---- Reading text

Apart from the main peak, dozens of impurities were observed in the MC3 preparation, and the highest abundant species were investigated further by Crowe’s team. Impurities 1 and 2 showed a mass increase of approximately +16 amu relative to the main MC3 species (Figure 3), indicating oxygen incorporation and the formation of an oxide species. But which species?

Figure 3: Analysis of MC3 preparation. Top: The total ion chromatogram shows a main MC3 peak and two impurities. Bottom: The TOF MS spectra of both impurities suggest oxygen incorporation due to a mass shift of ~16 amu compared to MC3.

While the two impurities were clearly separated chromatographically, their MS spectra did not reveal any differences. When Crowe’s team applied EAD, some unique fragmentation patterns were observed between Impurity 1 and 2 (Figure 4). Impurity 1 showed the exact same fragment at ~m/z 132 that was seen in MC3, indicating the head group, but the alkyl chain fragmentation revealed unique fragment ions at ~m/z 558.5 and ~574.5, pinpointing oxygen incorporation at carbon 6 (C6). The fragmentation pattern suggested an epoxide formation at C6. From a formulation perspective, this impurity is not as concerning as N-oxides, which pose the risk of oligonucleotide adduct formation.

In contrast, for Impurity 2, the fragment of the head group at m/z 148 indicates oxygen incorporation at this site. The most diagnostic signal confirming this theory was found at m/z 61, indicating a C-N cleavage of the N-oxide species. This signal, combined with the fragments of the alkyl chains of Impurity 2 being the same as MC3, provides conclusive evidence that oxygen incorporation could only occur at the tertiary amine, resulting in the formation of the N-oxide species that is of concern.

Figure 4: EAD spectra of Impurity 1 and 2. Top: MS/MS fragments confirm oxygen incorporation in alkyl chain at C6 for Impurity 1. Bottom: MS/MS fragments confirm oxygen incorporation at head group (N-oxide) for Impurity 2.

--------

_Tasks for this exercise_
A) In the passage on MC3 impurities, what signal was the most diagnostic one confirming oxygen incorporation at the head group of Impurity 2?
B) Please quote the passage on MC3 impurities between "Apart from the" and "But which species?", inclusive.

---- Recorded information

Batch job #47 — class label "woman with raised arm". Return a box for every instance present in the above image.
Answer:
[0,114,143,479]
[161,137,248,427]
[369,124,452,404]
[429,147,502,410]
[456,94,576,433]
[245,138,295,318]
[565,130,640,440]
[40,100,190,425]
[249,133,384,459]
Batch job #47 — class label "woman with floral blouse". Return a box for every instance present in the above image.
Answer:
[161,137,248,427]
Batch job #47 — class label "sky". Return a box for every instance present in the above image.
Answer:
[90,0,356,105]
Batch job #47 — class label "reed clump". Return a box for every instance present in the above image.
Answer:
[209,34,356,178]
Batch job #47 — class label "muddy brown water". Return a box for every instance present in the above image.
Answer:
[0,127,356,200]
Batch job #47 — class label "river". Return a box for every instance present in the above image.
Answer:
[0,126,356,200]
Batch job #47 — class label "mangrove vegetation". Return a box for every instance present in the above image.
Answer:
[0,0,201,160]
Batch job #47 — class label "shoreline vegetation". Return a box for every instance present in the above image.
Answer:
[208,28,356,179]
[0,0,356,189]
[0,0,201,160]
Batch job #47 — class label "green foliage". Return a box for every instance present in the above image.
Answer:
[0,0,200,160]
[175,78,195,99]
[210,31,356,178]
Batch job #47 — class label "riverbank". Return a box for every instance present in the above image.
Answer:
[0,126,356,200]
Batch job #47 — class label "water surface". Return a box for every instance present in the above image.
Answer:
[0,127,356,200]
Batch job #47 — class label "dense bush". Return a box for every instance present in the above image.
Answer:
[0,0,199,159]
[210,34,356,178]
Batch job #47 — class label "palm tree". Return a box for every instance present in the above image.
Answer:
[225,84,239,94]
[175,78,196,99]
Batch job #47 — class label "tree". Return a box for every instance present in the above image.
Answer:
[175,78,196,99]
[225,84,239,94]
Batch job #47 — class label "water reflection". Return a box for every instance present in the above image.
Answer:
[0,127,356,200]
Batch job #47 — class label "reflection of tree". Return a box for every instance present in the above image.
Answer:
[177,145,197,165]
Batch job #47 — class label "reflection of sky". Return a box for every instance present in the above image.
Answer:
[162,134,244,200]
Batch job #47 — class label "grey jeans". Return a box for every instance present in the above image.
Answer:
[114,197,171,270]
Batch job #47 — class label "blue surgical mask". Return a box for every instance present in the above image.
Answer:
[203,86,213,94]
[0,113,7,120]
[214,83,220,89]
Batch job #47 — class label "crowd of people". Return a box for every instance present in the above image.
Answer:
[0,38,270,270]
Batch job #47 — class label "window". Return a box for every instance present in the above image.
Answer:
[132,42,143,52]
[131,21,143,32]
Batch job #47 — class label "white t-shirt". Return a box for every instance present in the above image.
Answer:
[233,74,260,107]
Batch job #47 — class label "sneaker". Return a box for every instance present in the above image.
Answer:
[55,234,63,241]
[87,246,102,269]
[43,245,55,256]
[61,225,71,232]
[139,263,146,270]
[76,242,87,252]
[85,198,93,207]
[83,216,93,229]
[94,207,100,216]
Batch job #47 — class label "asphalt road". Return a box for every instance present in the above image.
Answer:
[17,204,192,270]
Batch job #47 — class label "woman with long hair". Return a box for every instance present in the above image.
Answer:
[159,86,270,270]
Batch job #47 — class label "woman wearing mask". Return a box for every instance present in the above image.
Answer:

--------

_Your written answers_
A) The signal at m/z 61, which indicates a C-N cleavage of the N-oxide species.

B)
Apart from the main peak, dozens of impurities were observed in the MC3 preparation, and the highest abundant species were investigated further by Crowe’s team. Impurities 1 and 2 showed a mass increase of approximately +16 amu relative to the main MC3 species (Figure 3), indicating oxygen incorporation and the formation of an oxide species. But which species?